**Stated goal**
Rewrite the records below as a numbered list, leaving out any blank lines.
---*---
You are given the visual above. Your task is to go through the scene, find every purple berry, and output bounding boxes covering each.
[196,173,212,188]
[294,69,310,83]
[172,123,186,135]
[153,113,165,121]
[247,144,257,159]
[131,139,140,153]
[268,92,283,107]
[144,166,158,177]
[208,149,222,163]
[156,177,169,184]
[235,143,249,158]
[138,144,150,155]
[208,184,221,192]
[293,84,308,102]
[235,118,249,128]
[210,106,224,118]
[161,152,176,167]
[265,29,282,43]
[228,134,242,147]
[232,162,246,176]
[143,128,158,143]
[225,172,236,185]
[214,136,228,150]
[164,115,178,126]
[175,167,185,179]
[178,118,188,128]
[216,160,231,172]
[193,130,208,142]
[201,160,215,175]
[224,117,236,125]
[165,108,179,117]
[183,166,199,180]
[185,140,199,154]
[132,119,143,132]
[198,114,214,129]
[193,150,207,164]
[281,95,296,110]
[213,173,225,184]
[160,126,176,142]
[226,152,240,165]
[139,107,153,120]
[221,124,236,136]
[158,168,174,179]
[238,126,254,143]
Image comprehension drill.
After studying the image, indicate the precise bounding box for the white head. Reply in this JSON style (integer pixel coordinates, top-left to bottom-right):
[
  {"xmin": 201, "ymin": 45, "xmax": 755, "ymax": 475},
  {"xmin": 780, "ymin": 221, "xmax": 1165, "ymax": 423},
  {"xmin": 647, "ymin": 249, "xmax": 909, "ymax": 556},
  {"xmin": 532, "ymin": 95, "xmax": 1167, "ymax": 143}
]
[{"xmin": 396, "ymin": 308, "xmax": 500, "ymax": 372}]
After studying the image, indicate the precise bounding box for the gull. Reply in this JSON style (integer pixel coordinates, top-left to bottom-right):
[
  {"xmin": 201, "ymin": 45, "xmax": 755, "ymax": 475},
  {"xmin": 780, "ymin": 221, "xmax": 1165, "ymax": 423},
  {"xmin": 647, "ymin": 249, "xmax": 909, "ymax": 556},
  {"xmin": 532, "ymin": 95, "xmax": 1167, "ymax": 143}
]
---*---
**Response below**
1. You are given the visual above. Your task is to go through the scene, find every purple berry, and output bounding boxes covering each.
2. [196,173,212,188]
3. [294,69,310,83]
4. [172,123,186,135]
5. [153,113,165,121]
6. [247,144,257,159]
7. [131,139,140,153]
8. [268,92,283,107]
9. [144,166,158,177]
10. [208,149,222,163]
11. [156,177,169,184]
12. [235,143,249,158]
13. [138,144,150,155]
14. [208,184,221,192]
15. [293,84,308,102]
16. [235,118,249,128]
17. [210,106,224,118]
18. [161,152,176,167]
19. [265,29,282,43]
20. [228,134,242,147]
21. [232,162,246,176]
22. [143,128,158,143]
23. [225,172,236,185]
24. [214,136,228,150]
25. [164,115,178,126]
26. [175,167,185,179]
27. [178,118,188,128]
28. [216,160,231,172]
29. [193,130,208,142]
30. [201,160,215,175]
31. [224,117,236,125]
32. [165,108,179,117]
33. [183,166,199,180]
34. [185,140,199,154]
35. [132,119,143,132]
36. [198,114,214,129]
37. [193,150,207,164]
38. [281,95,296,110]
39. [213,173,225,184]
40. [160,126,176,142]
41. [226,152,240,165]
42. [139,107,153,120]
43. [221,124,236,136]
44. [158,168,174,179]
45. [238,126,254,143]
46. Image comprehension drill.
47. After studying the image, indicate the precise bounding box for the white head. Reply in this JSON style (integer pixel coordinates, top-left to bottom-right):
48. [
49.   {"xmin": 201, "ymin": 45, "xmax": 755, "ymax": 475},
50.   {"xmin": 780, "ymin": 221, "xmax": 1165, "ymax": 423},
51.   {"xmin": 647, "ymin": 249, "xmax": 909, "ymax": 556},
52.   {"xmin": 532, "ymin": 95, "xmax": 1167, "ymax": 143}
53. ]
54. [{"xmin": 396, "ymin": 308, "xmax": 500, "ymax": 372}]
55. After studying the image, indicate the precise bounding box for the gull. Reply in this JSON style (integer pixel coordinates, top-left to bottom-right):
56. [
57.   {"xmin": 201, "ymin": 45, "xmax": 755, "ymax": 475},
58.   {"xmin": 780, "ymin": 221, "xmax": 1165, "ymax": 423},
59.   {"xmin": 647, "ymin": 249, "xmax": 909, "ymax": 556},
60.   {"xmin": 532, "ymin": 95, "xmax": 1167, "ymax": 143}
61. ]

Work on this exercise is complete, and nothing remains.